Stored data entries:
━━━━━━━━━━

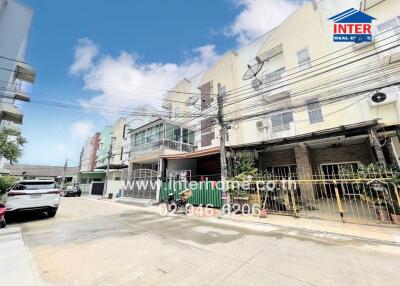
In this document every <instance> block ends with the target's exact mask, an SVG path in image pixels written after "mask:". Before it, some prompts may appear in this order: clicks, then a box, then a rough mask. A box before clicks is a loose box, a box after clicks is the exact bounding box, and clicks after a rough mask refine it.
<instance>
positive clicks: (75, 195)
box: [62, 185, 82, 197]
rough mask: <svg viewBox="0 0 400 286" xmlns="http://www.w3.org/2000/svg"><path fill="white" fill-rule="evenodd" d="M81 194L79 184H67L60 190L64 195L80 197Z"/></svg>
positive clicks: (64, 195)
mask: <svg viewBox="0 0 400 286" xmlns="http://www.w3.org/2000/svg"><path fill="white" fill-rule="evenodd" d="M81 194H82V191H81V188H80V187H79V186H76V185H75V186H68V187H66V188H65V189H64V190H63V191H62V195H63V196H64V197H80V196H81Z"/></svg>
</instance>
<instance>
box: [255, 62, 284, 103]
mask: <svg viewBox="0 0 400 286" xmlns="http://www.w3.org/2000/svg"><path fill="white" fill-rule="evenodd" d="M263 77H264V79H263V80H264V81H265V84H264V85H263V88H262V90H261V92H262V97H263V100H264V102H265V103H275V102H279V101H282V100H288V99H290V92H289V87H288V85H287V82H285V81H284V80H282V79H283V78H285V77H286V72H285V69H284V68H282V69H278V70H276V71H274V72H272V73H269V74H265V75H264V76H263Z"/></svg>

━━━━━━━━━━

Starting at the beginning of the records and ending at the line that contains "box: [62, 185, 82, 197]", write those lines out again with "rough mask" switched to "coarse mask" and nothing else changed. Leave the pictures out.

In this document every <instance> block ends with the target's exact mask, an SVG path in image pixels written after "mask:". Before it, some prompts may appear in this order: clicks, then a box, then a coarse mask. A box before clicks is a loose box, a box after clicks is the exact bounding box, and clicks after a coarse mask refine it.
<instance>
positive clicks: (75, 195)
box: [62, 185, 82, 197]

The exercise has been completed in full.